■ Extracted information
++++++++
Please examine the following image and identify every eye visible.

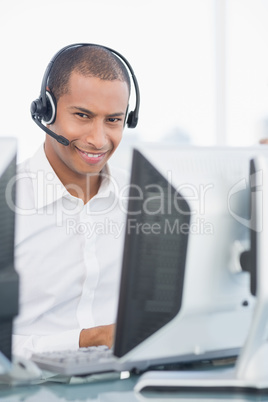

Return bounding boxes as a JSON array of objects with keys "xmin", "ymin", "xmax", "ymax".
[{"xmin": 107, "ymin": 117, "xmax": 122, "ymax": 123}]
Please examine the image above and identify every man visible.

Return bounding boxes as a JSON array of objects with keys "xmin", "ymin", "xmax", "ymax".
[{"xmin": 13, "ymin": 45, "xmax": 136, "ymax": 357}]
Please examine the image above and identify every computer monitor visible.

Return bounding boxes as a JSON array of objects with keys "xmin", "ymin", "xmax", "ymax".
[
  {"xmin": 115, "ymin": 144, "xmax": 268, "ymax": 363},
  {"xmin": 0, "ymin": 138, "xmax": 18, "ymax": 371},
  {"xmin": 135, "ymin": 152, "xmax": 268, "ymax": 395}
]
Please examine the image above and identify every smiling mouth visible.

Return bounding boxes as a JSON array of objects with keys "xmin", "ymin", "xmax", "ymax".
[{"xmin": 76, "ymin": 148, "xmax": 108, "ymax": 163}]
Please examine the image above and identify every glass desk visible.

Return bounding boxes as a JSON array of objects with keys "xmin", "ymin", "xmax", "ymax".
[{"xmin": 0, "ymin": 374, "xmax": 268, "ymax": 402}]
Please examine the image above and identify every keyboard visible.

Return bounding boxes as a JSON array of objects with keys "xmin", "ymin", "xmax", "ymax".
[{"xmin": 31, "ymin": 345, "xmax": 121, "ymax": 376}]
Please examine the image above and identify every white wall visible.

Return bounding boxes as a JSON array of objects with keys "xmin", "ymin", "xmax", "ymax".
[{"xmin": 0, "ymin": 0, "xmax": 268, "ymax": 160}]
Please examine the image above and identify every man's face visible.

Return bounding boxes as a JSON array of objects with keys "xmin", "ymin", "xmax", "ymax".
[{"xmin": 45, "ymin": 72, "xmax": 129, "ymax": 182}]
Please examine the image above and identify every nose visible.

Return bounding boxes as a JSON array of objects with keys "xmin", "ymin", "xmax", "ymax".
[{"xmin": 85, "ymin": 119, "xmax": 108, "ymax": 149}]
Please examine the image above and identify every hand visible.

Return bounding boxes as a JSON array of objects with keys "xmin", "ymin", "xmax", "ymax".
[{"xmin": 79, "ymin": 324, "xmax": 115, "ymax": 348}]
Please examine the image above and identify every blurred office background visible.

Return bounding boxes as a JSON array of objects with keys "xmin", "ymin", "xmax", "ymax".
[{"xmin": 0, "ymin": 0, "xmax": 268, "ymax": 166}]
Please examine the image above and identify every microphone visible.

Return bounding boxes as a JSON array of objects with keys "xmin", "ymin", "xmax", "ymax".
[{"xmin": 32, "ymin": 113, "xmax": 70, "ymax": 146}]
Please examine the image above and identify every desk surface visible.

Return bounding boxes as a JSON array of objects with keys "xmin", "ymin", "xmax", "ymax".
[{"xmin": 0, "ymin": 375, "xmax": 268, "ymax": 402}]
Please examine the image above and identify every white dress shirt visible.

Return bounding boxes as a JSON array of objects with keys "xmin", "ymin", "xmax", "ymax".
[{"xmin": 13, "ymin": 146, "xmax": 128, "ymax": 357}]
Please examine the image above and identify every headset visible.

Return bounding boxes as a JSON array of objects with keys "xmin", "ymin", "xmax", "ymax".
[{"xmin": 31, "ymin": 43, "xmax": 140, "ymax": 146}]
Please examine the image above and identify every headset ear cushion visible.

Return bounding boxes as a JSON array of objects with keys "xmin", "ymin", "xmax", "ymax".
[{"xmin": 43, "ymin": 91, "xmax": 57, "ymax": 124}]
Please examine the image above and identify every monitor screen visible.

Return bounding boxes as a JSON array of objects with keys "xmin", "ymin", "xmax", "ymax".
[
  {"xmin": 115, "ymin": 144, "xmax": 268, "ymax": 361},
  {"xmin": 0, "ymin": 138, "xmax": 18, "ymax": 360}
]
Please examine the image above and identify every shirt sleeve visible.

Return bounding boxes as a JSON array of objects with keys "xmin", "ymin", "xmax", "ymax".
[{"xmin": 12, "ymin": 329, "xmax": 80, "ymax": 359}]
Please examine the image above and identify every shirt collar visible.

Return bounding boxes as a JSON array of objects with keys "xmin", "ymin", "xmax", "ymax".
[{"xmin": 29, "ymin": 145, "xmax": 114, "ymax": 209}]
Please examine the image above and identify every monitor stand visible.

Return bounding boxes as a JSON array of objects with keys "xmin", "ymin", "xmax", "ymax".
[
  {"xmin": 0, "ymin": 352, "xmax": 12, "ymax": 375},
  {"xmin": 135, "ymin": 157, "xmax": 268, "ymax": 393}
]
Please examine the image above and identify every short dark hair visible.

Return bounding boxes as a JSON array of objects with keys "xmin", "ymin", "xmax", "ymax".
[{"xmin": 48, "ymin": 45, "xmax": 130, "ymax": 101}]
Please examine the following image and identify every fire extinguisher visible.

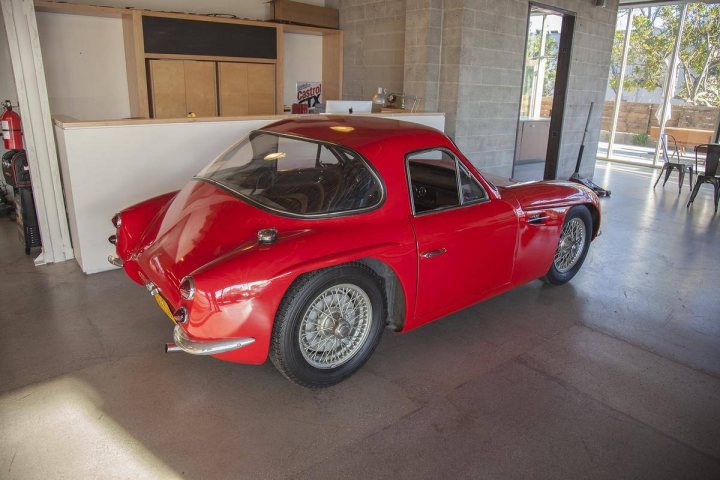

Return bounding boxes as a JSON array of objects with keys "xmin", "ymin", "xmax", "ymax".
[{"xmin": 0, "ymin": 100, "xmax": 23, "ymax": 150}]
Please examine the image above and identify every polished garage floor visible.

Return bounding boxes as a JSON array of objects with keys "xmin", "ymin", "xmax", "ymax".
[{"xmin": 0, "ymin": 164, "xmax": 720, "ymax": 480}]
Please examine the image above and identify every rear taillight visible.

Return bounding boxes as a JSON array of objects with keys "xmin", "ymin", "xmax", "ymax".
[
  {"xmin": 178, "ymin": 277, "xmax": 195, "ymax": 300},
  {"xmin": 173, "ymin": 307, "xmax": 188, "ymax": 325}
]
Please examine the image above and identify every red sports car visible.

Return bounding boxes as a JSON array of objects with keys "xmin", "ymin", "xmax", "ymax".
[{"xmin": 109, "ymin": 115, "xmax": 600, "ymax": 388}]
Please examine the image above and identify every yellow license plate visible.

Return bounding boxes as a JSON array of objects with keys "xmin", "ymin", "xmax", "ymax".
[{"xmin": 154, "ymin": 293, "xmax": 175, "ymax": 323}]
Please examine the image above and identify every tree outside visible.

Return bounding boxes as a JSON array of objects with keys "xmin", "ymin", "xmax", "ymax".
[{"xmin": 610, "ymin": 3, "xmax": 720, "ymax": 107}]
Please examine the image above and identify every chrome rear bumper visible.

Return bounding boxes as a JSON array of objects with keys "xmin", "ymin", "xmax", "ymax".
[
  {"xmin": 165, "ymin": 325, "xmax": 255, "ymax": 355},
  {"xmin": 108, "ymin": 255, "xmax": 123, "ymax": 268}
]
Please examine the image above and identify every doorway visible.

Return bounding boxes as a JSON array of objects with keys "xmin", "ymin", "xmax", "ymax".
[{"xmin": 512, "ymin": 4, "xmax": 575, "ymax": 181}]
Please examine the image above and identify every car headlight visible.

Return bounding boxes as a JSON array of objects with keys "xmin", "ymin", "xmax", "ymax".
[
  {"xmin": 173, "ymin": 307, "xmax": 188, "ymax": 325},
  {"xmin": 178, "ymin": 277, "xmax": 195, "ymax": 300}
]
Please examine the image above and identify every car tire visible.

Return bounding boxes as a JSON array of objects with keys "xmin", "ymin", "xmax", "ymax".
[
  {"xmin": 270, "ymin": 263, "xmax": 386, "ymax": 388},
  {"xmin": 541, "ymin": 205, "xmax": 593, "ymax": 285}
]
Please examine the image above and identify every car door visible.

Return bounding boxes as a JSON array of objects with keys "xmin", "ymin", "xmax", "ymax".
[{"xmin": 406, "ymin": 149, "xmax": 518, "ymax": 325}]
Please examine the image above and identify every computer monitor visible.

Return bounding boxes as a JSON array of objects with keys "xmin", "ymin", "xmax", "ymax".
[{"xmin": 325, "ymin": 100, "xmax": 372, "ymax": 113}]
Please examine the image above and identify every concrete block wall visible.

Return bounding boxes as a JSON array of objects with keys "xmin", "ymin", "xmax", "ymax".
[
  {"xmin": 325, "ymin": 0, "xmax": 405, "ymax": 100},
  {"xmin": 326, "ymin": 0, "xmax": 618, "ymax": 178}
]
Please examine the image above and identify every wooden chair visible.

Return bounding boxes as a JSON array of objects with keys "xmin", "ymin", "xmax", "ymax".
[
  {"xmin": 653, "ymin": 133, "xmax": 693, "ymax": 192},
  {"xmin": 687, "ymin": 143, "xmax": 720, "ymax": 213}
]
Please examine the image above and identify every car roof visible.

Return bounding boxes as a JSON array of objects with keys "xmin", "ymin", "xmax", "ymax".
[{"xmin": 261, "ymin": 114, "xmax": 448, "ymax": 151}]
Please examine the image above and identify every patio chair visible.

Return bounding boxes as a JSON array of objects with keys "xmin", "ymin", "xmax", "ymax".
[
  {"xmin": 653, "ymin": 133, "xmax": 693, "ymax": 193},
  {"xmin": 687, "ymin": 143, "xmax": 720, "ymax": 213}
]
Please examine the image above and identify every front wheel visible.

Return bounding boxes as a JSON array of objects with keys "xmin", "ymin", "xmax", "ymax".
[
  {"xmin": 270, "ymin": 264, "xmax": 385, "ymax": 388},
  {"xmin": 541, "ymin": 205, "xmax": 592, "ymax": 285}
]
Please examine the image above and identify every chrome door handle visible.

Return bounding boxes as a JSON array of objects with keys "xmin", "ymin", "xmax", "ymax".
[
  {"xmin": 420, "ymin": 248, "xmax": 447, "ymax": 258},
  {"xmin": 528, "ymin": 215, "xmax": 550, "ymax": 225}
]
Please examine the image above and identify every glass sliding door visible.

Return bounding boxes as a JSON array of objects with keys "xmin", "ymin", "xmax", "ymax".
[
  {"xmin": 513, "ymin": 9, "xmax": 563, "ymax": 181},
  {"xmin": 665, "ymin": 3, "xmax": 720, "ymax": 167}
]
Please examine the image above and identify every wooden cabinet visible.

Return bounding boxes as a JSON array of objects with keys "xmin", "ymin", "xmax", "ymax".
[
  {"xmin": 148, "ymin": 59, "xmax": 276, "ymax": 118},
  {"xmin": 148, "ymin": 60, "xmax": 217, "ymax": 118},
  {"xmin": 218, "ymin": 62, "xmax": 275, "ymax": 117},
  {"xmin": 183, "ymin": 60, "xmax": 217, "ymax": 117}
]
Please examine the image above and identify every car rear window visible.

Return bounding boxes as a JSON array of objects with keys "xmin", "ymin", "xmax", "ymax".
[{"xmin": 197, "ymin": 131, "xmax": 383, "ymax": 216}]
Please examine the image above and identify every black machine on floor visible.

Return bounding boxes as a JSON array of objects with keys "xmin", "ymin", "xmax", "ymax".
[
  {"xmin": 2, "ymin": 150, "xmax": 41, "ymax": 255},
  {"xmin": 570, "ymin": 102, "xmax": 610, "ymax": 197}
]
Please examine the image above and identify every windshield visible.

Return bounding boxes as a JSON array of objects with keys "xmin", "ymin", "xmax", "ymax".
[{"xmin": 197, "ymin": 131, "xmax": 382, "ymax": 215}]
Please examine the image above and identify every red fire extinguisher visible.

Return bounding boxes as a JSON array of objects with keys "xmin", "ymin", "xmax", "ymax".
[{"xmin": 0, "ymin": 100, "xmax": 23, "ymax": 150}]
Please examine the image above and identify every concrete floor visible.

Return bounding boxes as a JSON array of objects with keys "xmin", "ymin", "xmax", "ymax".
[{"xmin": 0, "ymin": 163, "xmax": 720, "ymax": 480}]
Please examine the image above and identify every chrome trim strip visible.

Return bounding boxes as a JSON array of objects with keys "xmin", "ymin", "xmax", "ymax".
[
  {"xmin": 108, "ymin": 255, "xmax": 123, "ymax": 268},
  {"xmin": 165, "ymin": 325, "xmax": 255, "ymax": 355}
]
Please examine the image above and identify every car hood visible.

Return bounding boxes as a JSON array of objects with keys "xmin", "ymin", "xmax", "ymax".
[
  {"xmin": 498, "ymin": 180, "xmax": 598, "ymax": 210},
  {"xmin": 134, "ymin": 180, "xmax": 282, "ymax": 300}
]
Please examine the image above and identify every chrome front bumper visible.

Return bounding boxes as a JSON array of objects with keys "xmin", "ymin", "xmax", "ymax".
[{"xmin": 165, "ymin": 325, "xmax": 255, "ymax": 355}]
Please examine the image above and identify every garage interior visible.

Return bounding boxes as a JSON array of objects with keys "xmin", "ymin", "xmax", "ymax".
[{"xmin": 0, "ymin": 0, "xmax": 720, "ymax": 479}]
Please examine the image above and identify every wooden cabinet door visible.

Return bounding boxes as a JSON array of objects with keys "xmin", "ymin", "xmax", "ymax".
[
  {"xmin": 148, "ymin": 60, "xmax": 187, "ymax": 118},
  {"xmin": 218, "ymin": 62, "xmax": 275, "ymax": 117},
  {"xmin": 218, "ymin": 62, "xmax": 248, "ymax": 117},
  {"xmin": 183, "ymin": 60, "xmax": 217, "ymax": 117},
  {"xmin": 248, "ymin": 63, "xmax": 275, "ymax": 115}
]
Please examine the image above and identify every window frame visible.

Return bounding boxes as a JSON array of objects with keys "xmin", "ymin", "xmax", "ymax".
[
  {"xmin": 405, "ymin": 146, "xmax": 491, "ymax": 217},
  {"xmin": 193, "ymin": 129, "xmax": 387, "ymax": 220}
]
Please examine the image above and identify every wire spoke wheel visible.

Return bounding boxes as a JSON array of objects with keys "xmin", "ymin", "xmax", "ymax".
[
  {"xmin": 553, "ymin": 217, "xmax": 586, "ymax": 273},
  {"xmin": 298, "ymin": 283, "xmax": 373, "ymax": 369}
]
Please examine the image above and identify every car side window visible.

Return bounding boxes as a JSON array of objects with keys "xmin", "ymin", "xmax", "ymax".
[
  {"xmin": 407, "ymin": 150, "xmax": 460, "ymax": 213},
  {"xmin": 458, "ymin": 162, "xmax": 489, "ymax": 205},
  {"xmin": 407, "ymin": 149, "xmax": 490, "ymax": 214}
]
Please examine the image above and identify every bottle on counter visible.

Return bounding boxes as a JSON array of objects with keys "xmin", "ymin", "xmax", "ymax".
[{"xmin": 372, "ymin": 87, "xmax": 386, "ymax": 113}]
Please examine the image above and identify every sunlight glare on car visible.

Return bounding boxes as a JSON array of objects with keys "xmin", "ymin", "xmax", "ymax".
[{"xmin": 265, "ymin": 152, "xmax": 285, "ymax": 160}]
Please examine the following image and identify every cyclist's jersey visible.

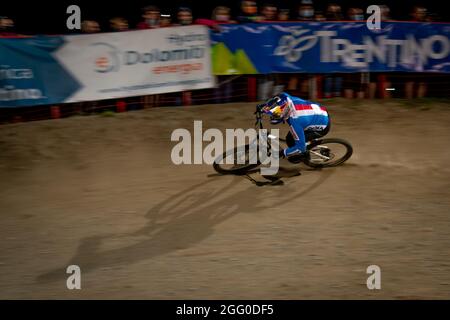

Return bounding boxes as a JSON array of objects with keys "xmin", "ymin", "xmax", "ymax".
[
  {"xmin": 281, "ymin": 96, "xmax": 329, "ymax": 131},
  {"xmin": 267, "ymin": 93, "xmax": 330, "ymax": 156}
]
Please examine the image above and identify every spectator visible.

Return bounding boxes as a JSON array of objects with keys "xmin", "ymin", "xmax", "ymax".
[
  {"xmin": 177, "ymin": 7, "xmax": 193, "ymax": 26},
  {"xmin": 347, "ymin": 7, "xmax": 364, "ymax": 21},
  {"xmin": 81, "ymin": 20, "xmax": 100, "ymax": 33},
  {"xmin": 0, "ymin": 16, "xmax": 16, "ymax": 37},
  {"xmin": 298, "ymin": 0, "xmax": 314, "ymax": 21},
  {"xmin": 314, "ymin": 11, "xmax": 327, "ymax": 22},
  {"xmin": 159, "ymin": 12, "xmax": 172, "ymax": 28},
  {"xmin": 109, "ymin": 17, "xmax": 128, "ymax": 32},
  {"xmin": 325, "ymin": 3, "xmax": 344, "ymax": 21},
  {"xmin": 411, "ymin": 6, "xmax": 427, "ymax": 22},
  {"xmin": 261, "ymin": 3, "xmax": 278, "ymax": 21},
  {"xmin": 380, "ymin": 4, "xmax": 391, "ymax": 21},
  {"xmin": 278, "ymin": 9, "xmax": 290, "ymax": 21},
  {"xmin": 211, "ymin": 6, "xmax": 236, "ymax": 23},
  {"xmin": 237, "ymin": 0, "xmax": 261, "ymax": 23},
  {"xmin": 137, "ymin": 6, "xmax": 160, "ymax": 29}
]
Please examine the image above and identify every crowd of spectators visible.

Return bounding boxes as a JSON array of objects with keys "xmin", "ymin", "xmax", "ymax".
[{"xmin": 0, "ymin": 0, "xmax": 440, "ymax": 37}]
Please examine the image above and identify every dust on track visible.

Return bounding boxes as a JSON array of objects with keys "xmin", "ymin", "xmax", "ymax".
[{"xmin": 0, "ymin": 100, "xmax": 450, "ymax": 299}]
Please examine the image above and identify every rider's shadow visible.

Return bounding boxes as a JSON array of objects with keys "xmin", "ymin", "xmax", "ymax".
[{"xmin": 36, "ymin": 171, "xmax": 332, "ymax": 283}]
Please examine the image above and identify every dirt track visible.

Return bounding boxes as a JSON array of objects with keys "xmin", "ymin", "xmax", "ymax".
[{"xmin": 0, "ymin": 100, "xmax": 450, "ymax": 299}]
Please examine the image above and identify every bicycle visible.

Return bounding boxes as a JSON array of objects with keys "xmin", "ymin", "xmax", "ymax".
[{"xmin": 213, "ymin": 106, "xmax": 353, "ymax": 175}]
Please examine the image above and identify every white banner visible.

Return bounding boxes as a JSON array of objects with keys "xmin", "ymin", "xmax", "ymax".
[{"xmin": 54, "ymin": 26, "xmax": 214, "ymax": 102}]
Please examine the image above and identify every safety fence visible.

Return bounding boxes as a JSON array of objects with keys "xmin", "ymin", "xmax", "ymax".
[
  {"xmin": 0, "ymin": 73, "xmax": 450, "ymax": 124},
  {"xmin": 0, "ymin": 22, "xmax": 450, "ymax": 123}
]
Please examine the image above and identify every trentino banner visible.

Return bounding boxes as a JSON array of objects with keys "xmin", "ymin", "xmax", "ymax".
[
  {"xmin": 0, "ymin": 26, "xmax": 215, "ymax": 107},
  {"xmin": 211, "ymin": 22, "xmax": 450, "ymax": 75}
]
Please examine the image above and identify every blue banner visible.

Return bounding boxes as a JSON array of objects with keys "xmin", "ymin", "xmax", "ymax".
[{"xmin": 211, "ymin": 22, "xmax": 450, "ymax": 74}]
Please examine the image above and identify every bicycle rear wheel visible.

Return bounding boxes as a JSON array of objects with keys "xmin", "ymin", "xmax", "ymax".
[{"xmin": 303, "ymin": 138, "xmax": 353, "ymax": 168}]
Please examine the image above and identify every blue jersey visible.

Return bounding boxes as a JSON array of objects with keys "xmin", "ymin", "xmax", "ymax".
[{"xmin": 267, "ymin": 93, "xmax": 330, "ymax": 156}]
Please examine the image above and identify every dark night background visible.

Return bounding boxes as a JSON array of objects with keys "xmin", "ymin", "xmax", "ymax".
[{"xmin": 0, "ymin": 0, "xmax": 450, "ymax": 34}]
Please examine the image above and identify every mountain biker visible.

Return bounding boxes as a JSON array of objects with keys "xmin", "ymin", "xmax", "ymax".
[{"xmin": 258, "ymin": 92, "xmax": 331, "ymax": 163}]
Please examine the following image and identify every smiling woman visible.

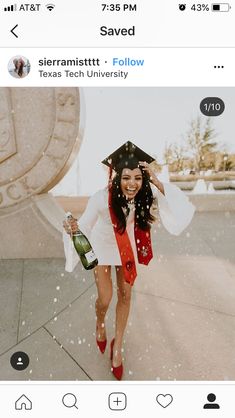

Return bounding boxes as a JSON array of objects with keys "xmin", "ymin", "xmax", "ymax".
[{"xmin": 64, "ymin": 142, "xmax": 194, "ymax": 380}]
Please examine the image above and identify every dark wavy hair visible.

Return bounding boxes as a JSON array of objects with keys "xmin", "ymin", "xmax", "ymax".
[{"xmin": 111, "ymin": 167, "xmax": 155, "ymax": 234}]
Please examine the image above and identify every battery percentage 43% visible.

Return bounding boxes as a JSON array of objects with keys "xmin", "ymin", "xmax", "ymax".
[{"xmin": 191, "ymin": 3, "xmax": 210, "ymax": 12}]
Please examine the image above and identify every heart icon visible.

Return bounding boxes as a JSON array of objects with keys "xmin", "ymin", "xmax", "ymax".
[{"xmin": 156, "ymin": 393, "xmax": 173, "ymax": 408}]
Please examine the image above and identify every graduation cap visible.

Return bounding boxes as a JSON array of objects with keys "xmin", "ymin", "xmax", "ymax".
[{"xmin": 102, "ymin": 141, "xmax": 155, "ymax": 171}]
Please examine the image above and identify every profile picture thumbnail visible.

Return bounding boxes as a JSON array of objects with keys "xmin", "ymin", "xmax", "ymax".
[{"xmin": 8, "ymin": 55, "xmax": 30, "ymax": 78}]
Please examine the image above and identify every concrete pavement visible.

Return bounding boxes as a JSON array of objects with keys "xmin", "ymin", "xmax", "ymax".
[{"xmin": 0, "ymin": 211, "xmax": 235, "ymax": 380}]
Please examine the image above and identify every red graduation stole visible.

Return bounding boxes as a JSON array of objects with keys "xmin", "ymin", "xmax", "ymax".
[{"xmin": 109, "ymin": 187, "xmax": 153, "ymax": 286}]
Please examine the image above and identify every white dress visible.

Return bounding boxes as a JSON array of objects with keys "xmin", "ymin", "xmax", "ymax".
[{"xmin": 63, "ymin": 183, "xmax": 195, "ymax": 271}]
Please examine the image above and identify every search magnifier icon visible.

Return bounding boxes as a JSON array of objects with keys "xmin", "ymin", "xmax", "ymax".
[{"xmin": 62, "ymin": 393, "xmax": 78, "ymax": 409}]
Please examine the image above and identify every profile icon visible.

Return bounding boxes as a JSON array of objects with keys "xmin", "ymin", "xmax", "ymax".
[
  {"xmin": 8, "ymin": 55, "xmax": 30, "ymax": 78},
  {"xmin": 203, "ymin": 393, "xmax": 220, "ymax": 409}
]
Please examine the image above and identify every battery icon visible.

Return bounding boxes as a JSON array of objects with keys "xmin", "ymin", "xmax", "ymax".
[{"xmin": 211, "ymin": 3, "xmax": 231, "ymax": 12}]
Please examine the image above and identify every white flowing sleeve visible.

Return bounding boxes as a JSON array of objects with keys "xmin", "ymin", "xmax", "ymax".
[
  {"xmin": 63, "ymin": 190, "xmax": 103, "ymax": 273},
  {"xmin": 154, "ymin": 183, "xmax": 195, "ymax": 235}
]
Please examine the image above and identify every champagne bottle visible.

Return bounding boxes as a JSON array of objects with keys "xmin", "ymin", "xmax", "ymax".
[{"xmin": 66, "ymin": 212, "xmax": 98, "ymax": 270}]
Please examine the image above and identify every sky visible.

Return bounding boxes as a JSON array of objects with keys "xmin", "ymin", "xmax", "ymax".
[{"xmin": 52, "ymin": 87, "xmax": 235, "ymax": 196}]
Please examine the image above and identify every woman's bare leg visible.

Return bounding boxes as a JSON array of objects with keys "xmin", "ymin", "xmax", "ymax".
[
  {"xmin": 94, "ymin": 266, "xmax": 113, "ymax": 341},
  {"xmin": 113, "ymin": 266, "xmax": 131, "ymax": 367}
]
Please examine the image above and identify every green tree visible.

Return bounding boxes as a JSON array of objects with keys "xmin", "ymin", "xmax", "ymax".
[{"xmin": 186, "ymin": 117, "xmax": 217, "ymax": 172}]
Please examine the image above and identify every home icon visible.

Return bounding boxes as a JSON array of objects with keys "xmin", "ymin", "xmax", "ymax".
++++++++
■ What you are asked to do
Show every line of the listing above that contains the word "chrome".

■ Complete output
Please examine the image above and identify every chrome rear bumper visible.
Please examine the image above and identify every chrome door handle visible.
Please examine the image above and identify every chrome trim strip visible.
Please examine the image above and identify every chrome front bumper visible.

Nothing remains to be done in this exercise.